[Items stored from a collection]
==========
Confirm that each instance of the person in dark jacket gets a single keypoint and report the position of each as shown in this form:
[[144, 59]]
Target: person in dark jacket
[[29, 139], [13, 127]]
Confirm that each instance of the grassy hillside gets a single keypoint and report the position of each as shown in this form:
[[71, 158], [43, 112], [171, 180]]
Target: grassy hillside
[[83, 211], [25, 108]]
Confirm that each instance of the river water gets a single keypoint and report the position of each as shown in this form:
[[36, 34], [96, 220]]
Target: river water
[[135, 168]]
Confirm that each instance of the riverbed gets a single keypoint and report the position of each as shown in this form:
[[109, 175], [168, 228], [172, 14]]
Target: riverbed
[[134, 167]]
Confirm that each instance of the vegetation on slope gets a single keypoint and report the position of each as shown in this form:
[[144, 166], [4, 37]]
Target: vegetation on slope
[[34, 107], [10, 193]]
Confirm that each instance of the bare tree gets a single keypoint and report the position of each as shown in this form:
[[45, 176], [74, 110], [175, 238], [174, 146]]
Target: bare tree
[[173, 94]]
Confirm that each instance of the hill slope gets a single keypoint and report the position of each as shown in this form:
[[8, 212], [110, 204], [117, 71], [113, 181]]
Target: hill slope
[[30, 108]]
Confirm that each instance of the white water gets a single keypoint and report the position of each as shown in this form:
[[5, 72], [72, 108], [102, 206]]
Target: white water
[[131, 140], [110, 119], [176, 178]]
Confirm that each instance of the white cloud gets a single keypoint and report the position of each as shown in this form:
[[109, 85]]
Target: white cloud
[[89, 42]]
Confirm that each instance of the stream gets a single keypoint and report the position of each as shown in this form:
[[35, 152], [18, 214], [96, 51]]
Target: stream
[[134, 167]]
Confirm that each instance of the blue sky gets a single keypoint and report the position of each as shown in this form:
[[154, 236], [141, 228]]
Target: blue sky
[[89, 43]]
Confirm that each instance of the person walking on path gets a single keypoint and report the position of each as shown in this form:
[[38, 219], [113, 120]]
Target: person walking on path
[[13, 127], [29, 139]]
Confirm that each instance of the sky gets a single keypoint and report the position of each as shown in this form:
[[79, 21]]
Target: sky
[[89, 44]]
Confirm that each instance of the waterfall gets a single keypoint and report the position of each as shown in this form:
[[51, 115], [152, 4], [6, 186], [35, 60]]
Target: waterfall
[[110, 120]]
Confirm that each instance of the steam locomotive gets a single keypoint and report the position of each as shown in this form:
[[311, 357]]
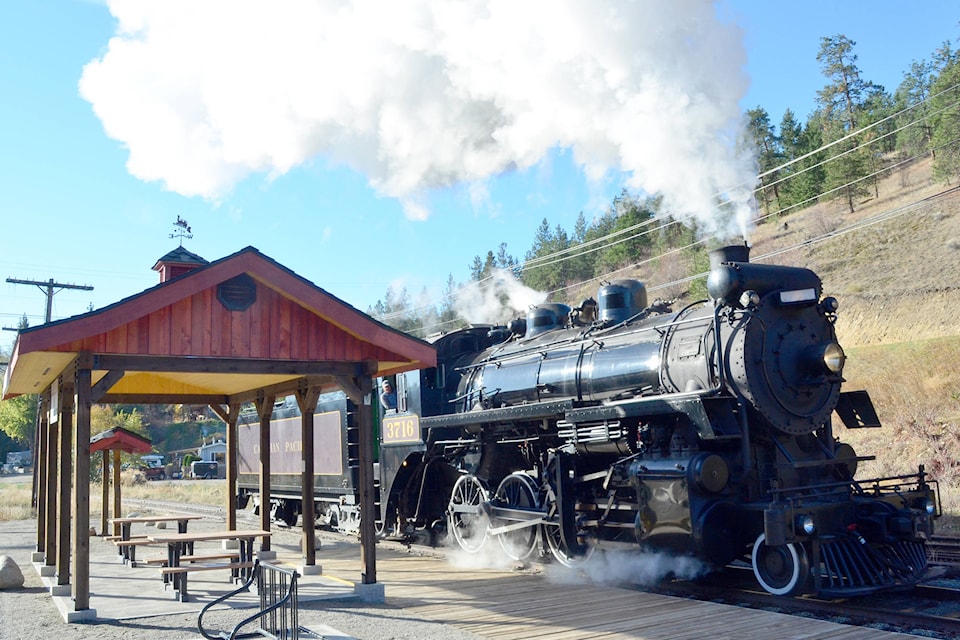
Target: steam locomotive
[[620, 424]]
==========
STATED EXERCISE: Return every entry above word for word, leaving out the picture.

COMPLETED TASK:
Confirm that each instance of the person in dark jacket gets a single keypoint and report the position of each as shown in this form:
[[144, 59]]
Target: person in dark jacket
[[29, 139], [13, 127]]
Confirm that each instance of the grassy hillside gets a single keypoint and report the position of each as shown in this form:
[[71, 158], [43, 112], [171, 180]]
Target: grassy hillside
[[83, 211], [25, 108]]
Confirm that each instance of the river water gets a single keypoint and report the position of each as shown in this form:
[[36, 34], [96, 220]]
Target: river water
[[135, 168]]
Confirm that each instance of the riverbed gets a single keypoint and report the position of each as shown in this form:
[[109, 175], [168, 228], [172, 14]]
Target: riverbed
[[134, 167]]
Confirm that each instance of the vegetation on slope gets a single keypoint and report the position of each as shown in this form:
[[144, 166], [4, 37]]
Target: vegetation on slope
[[34, 107], [10, 193]]
Confirm that each instance of the bare tree gets a single keypoint and report the position of each as shown in this form:
[[45, 176], [74, 110], [175, 238], [174, 146]]
Target: bare tree
[[173, 94]]
Confirm that each instance of the hill slope gets a single keypoint and report the position of each as shown in this form:
[[8, 212], [110, 204], [117, 71], [113, 181]]
Target: hill slope
[[30, 108]]
Confirm that each instance of the white water gets a single keypoint and report the position of each as shown in this form:
[[5, 72], [72, 108], [102, 206]]
Target: white water
[[131, 140], [110, 119], [176, 178]]
Confirm that each instance of the white cloud gets a single keypoint and report the position of each as shown in this form:
[[109, 85]]
Target: white cloud
[[89, 42]]
Confirm that each instance of the stream gets a single keypoint and report the position of each as shown in this form:
[[35, 152], [18, 214], [96, 51]]
Target: stream
[[134, 167]]
Confirm that each instance of the blue sky gets a single keypoint and report the position of each as shown in this form:
[[154, 236], [141, 228]]
Target: blue sky
[[89, 43]]
Confirm that each instance of the person walking on path gets a single keypoint and report the position of each as shown in this form:
[[38, 219], [113, 120]]
Target: person walking on path
[[13, 127], [29, 139]]
Confirm that each instance of the sky gets a single keypoint and report the position of each as shown in this form:
[[79, 21]]
Target: sky
[[89, 44]]
Confirm that each instance of the waterfall gets a single keypoint and report the position of each as shown in this form:
[[51, 115], [152, 4], [6, 186], [35, 60]]
Target: waterfall
[[110, 120]]
Confirm that each instance of the steam locomotive gets a single keypoint and report the position of each as shown in this form:
[[311, 357]]
Target: steam locomotive
[[620, 424]]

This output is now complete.